:: Trecho de origem ::

Freud, um grande leitor de Nietzsche, que por sua vez apoiou-se em Kirkegaard, com certeza tirou desse pensamento de Kierkegaard o que veio a rotular, na psicanálise, de "mecanismo de defesa" e "repressão".

O homem automaticamente "cultural" está confinado pela cultura e é escravo dela, seduzido na trivialidade pela rotina confortável da vida social e das alternativas limitadas e seguridade opaca que ela lhe oferece. Tal pessoa ele chama filisteu. O filisteu teme a verdadeira liberdade, porque ela coloca em perigo a estrutura de negação que cerca sua rotina cultural, abrindo as possibilidades das quais ele quer distância.

É o que freqüentemente caracteriza o filisteu burguês - membro da confortável classe média urbana, mais provavelmente do mundo dos negócios. Filisteus burgueses operam dentro de fronteiras de esperteza com a qual eles tentam acomodar "o possível". Cálculo, autoproteção, onde métodos do tipo comercial são presumivelmente transferidos para a vida do espírito, com resultados fatais previsíveis. A pessoa materialista ignora que tem um Eu eterno.

:::
:: Extrato de dados ::

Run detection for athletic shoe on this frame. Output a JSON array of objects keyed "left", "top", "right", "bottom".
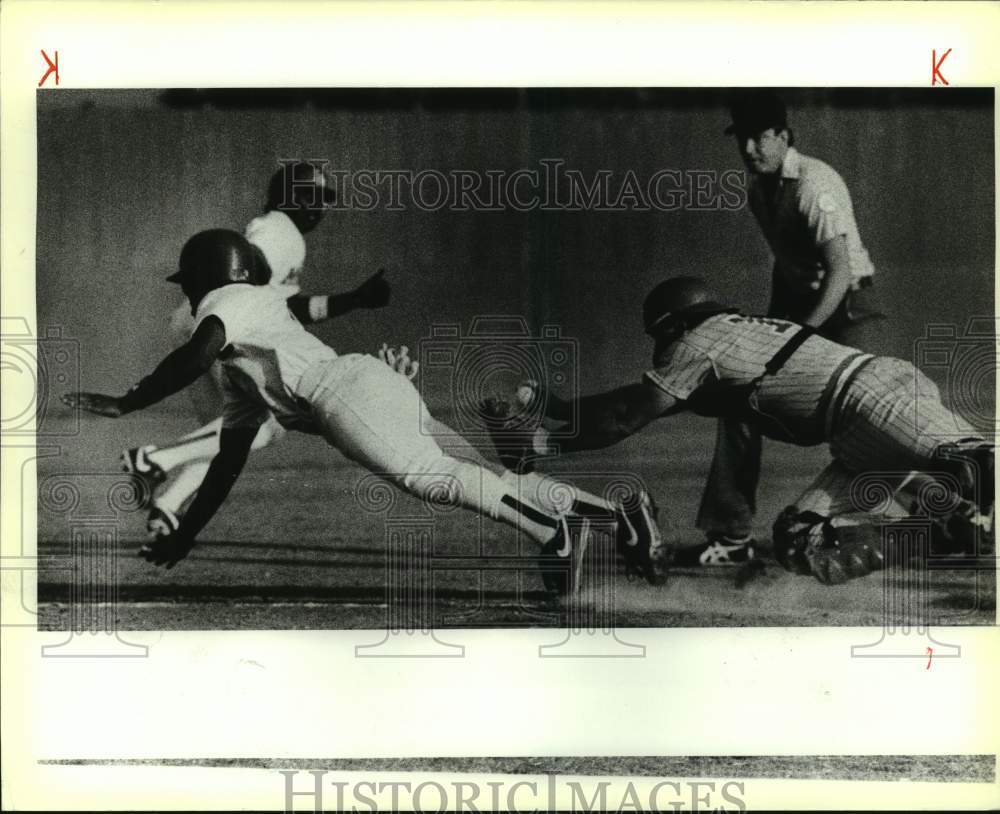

:::

:: Instruções ::
**1.** Indique se cada afirmação concorda com o trecho sobre o filisteu, respondendo sim ou não e citando as palavras do trecho que decidem a questão: (a) Freud foi leitor de Nietzsche; (b) o filisteu busca a verdadeira liberdade; (c) o filisteu burguês pertence à classe média urbana.
**2.** Prossiga o trecho sobre o filisteu, começando logo após a sua última frase.
A listagem é um material à parte, sem relação com o trecho sobre o filisteu.

:: Respostas por tarefa ::
**1.**
(a) Sim: "Freud, um grande leitor de Nietzsche".
(b) Não: "O filisteu teme a verdadeira liberdade".
(c) Sim: "membro da confortável classe média urbana".

**2.**
k) Criança. Tem raízes também no pensamento de Kierkegaard o postulado da psicanálise existencial de que as mentiras do caráter são construídas pela a criança para ajustar-se a seus pais, ao seu mundo, além de aos seus próprios dilemas existenciais. Essas defesas do caráter tornam-se automáticas e inconscientes. Essas mentiras negam nossas possibilidades. Conduzem as pessoas a ter medo de pensar por si mesmas. Deixar a criança explorar o mundo e desenvolver seus próprios poderes dará a elas uma "sustentação interna", uma autoconfiança diante da experiência.